■ **Written task 1**:
In the article on the peak oil debate, why does Lynch say Ultimately Recoverable Resources cannot follow creaming curves?

── Article ──

Friday, March 25, 2005

 

Peak Oil Production: J P Morgan hosts a debate

The author of this article is biased towards peak oil, but it sounds like the debate was too. That J P Morgan would hold this event is a sign by itself. The suggestion is that we are a peak production and that the peak will last several year. These years will be characterized by high price volatility. Gees, I saw a gas station raise its prices 8 cents over two and a half hours last night.

Jax

I sometimes think peak oil has already hit Manhattan as subways become increasingly unpredictable (although surveillance cameras are state-of-the-art) and escalator shut-downs present stair master survival challenges, a kind of perverse underground amusement. Unfortunately, surfacing on Fifth Avenue does not end the scenario, for where once there was excellence and exquisite fashion, now there are bargain stores catering to New Yorkers who are poor, and yes ­ even starving.

So I was particularly fascinated by the opportunity to listen-in to the telephone conference call that JP Morgan held for its clients on April 7 and 8, "Peak Oil: Fact or Fiction", which I was given exclusive permission to monitor . Maybe there would be answers as to whether or not Manhattan is a harbinger of what's to come for the rest of the nation, and whether it's fleeting opulence (not counting all the questionably-financed real estate extravaganzas rising up) is energy-related.

The main speakers faced-off on separate days. First Dr. Colin Campbell, Founder of the Association for the Study of Peak Oil, succinctly gave his position saying that peak oil is "such a geological matter". Campbell says we're now at the halfway mark and that "by 2010 volatility comes to an end and then terminal decline" sets in.

The pronouncement is chilling. What's more, Campbell says that "over the next few years everybody will become aware of this, and in some ways the perception of this growing situation is as serious as the event itself". Campbell's a retired geologist with decades of experience in the oil industry in both exploration and executive positions. He compares peak oil to old age ­ saying that a man knows when it has set-in.

Campbell was followed the next day by Michael Lynch, a computer oil and gas modeler for the past 25 years, President/Director of Global Petroleum, Strategic Energy and Economic Research. Lynch came out slugging, informing conference callers that Campbell refuses to appear with him since 1997, saying "you'll understand why very shortly". He seems to view Campbell as old school and too tired to be optimistic about the future. Perhaps a bit like Cheney and Rumsfeld having their last hurrahs before retiring into the bed & breakfast business on the Eastern Shore of Maryland.

Lynch believes the Hubbert model that Campbell's theory relies on ­ discoveries and production follow a bell curve ­ is not only "incorrectly modeled", but is "much closer to being junk science". He says further, that while Campbell and his colleague, Jean Laharrere, have now "stopped saying that" . . . they've "never admitted they were wrong".

Lynch takes the position that URR ­ Ultimately Recoverable Resources ­ is not a static amount and therefore cannot follow such creaming curves. "It grows over time," he says, "as a result of economic changes, development in an area, but also because of technology, and in some cases, better scientific knowledge."

Campbell says today's oil supply is finite and that it all came into being during two periods of global warming 90 million and 150 million years ago when "excessive" algal blooms formed on the seas and lakes, became heavier and heavier, and sank to the bottom of the rifts where they were "preserved" and pressure-cooked. The resulting oil and gas then began leaching its way back up to the surface through the sandstone (in the pore spaces between the grains of sand) and rock.

───
── Records for this task ──

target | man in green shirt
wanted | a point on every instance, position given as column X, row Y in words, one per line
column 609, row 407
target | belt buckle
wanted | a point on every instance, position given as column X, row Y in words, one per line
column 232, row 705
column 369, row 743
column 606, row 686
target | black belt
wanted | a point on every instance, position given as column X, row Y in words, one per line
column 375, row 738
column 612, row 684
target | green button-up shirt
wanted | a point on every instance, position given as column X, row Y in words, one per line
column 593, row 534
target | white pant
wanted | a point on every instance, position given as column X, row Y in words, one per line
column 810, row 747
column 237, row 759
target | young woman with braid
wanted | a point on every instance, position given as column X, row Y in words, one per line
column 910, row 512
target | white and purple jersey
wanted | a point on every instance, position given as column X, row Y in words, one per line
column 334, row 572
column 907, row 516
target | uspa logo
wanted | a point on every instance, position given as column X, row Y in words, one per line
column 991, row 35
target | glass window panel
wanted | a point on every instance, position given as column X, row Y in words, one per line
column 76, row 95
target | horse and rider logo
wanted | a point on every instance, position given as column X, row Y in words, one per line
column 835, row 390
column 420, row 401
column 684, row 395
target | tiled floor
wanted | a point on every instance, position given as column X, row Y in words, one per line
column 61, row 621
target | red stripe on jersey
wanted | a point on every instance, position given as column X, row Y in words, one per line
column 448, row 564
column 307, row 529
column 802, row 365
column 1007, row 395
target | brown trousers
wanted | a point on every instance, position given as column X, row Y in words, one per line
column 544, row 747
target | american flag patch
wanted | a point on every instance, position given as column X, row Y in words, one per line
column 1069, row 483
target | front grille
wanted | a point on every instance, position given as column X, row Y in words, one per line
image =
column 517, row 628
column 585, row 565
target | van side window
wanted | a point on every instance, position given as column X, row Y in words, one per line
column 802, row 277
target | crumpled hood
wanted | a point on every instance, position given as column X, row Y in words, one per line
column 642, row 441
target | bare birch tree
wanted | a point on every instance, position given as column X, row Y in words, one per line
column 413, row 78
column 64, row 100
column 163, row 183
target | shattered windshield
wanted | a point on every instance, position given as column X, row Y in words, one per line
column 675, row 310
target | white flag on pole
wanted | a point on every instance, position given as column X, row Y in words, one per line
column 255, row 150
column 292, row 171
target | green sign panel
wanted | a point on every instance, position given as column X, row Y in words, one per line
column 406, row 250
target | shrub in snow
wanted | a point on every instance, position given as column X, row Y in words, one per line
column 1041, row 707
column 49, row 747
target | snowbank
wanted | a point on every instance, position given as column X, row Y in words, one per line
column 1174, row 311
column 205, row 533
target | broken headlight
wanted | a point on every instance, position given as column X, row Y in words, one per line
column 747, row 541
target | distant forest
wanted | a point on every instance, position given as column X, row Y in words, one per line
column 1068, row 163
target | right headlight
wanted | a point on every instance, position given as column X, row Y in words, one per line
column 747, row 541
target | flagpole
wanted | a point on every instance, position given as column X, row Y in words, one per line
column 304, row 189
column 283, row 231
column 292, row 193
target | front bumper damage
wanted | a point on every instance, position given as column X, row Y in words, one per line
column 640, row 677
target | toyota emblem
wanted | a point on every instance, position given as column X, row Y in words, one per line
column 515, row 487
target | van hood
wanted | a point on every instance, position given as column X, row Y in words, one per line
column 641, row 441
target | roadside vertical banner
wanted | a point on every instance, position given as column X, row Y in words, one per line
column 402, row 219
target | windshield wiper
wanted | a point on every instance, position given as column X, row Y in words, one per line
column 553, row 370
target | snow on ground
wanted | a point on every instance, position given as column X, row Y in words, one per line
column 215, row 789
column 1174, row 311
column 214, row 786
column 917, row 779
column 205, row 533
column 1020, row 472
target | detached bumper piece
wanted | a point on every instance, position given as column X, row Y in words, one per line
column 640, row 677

───

■ **Written task 2**:
Express the lines of the listing as a numbered list, starting with the line that contains "target | belt buckle" and going on through the line that contains "column 910, row 512", with both of those lines included and blank lines left out.

■ **Correct answer 1**:
Lynch says Ultimately Recoverable Resources are not a static amount, so they cannot follow such curves. In his words, they grow over time as a result of economic changes, development in an area, technology, and in some cases better scientific knowledge.

■ **Correct answer 2**:
1. target | belt buckle
2. wanted | a point on every instance, position given as column X, row Y in words, one per line
3. column 232, row 705
4. column 369, row 743
5. column 606, row 686
6. target | black belt
7. wanted | a point on every instance, position given as column X, row Y in words, one per line
8. column 375, row 738
9. column 612, row 684
10. target | green button-up shirt
11. wanted | a point on every instance, position given as column X, row Y in words, one per line
12. column 593, row 534
13. target | white pant
14. wanted | a point on every instance, position given as column X, row Y in words, one per line
15. column 810, row 747
16. column 237, row 759
17. target | young woman with braid
18. wanted | a point on every instance, position given as column X, row Y in words, one per line
19. column 910, row 512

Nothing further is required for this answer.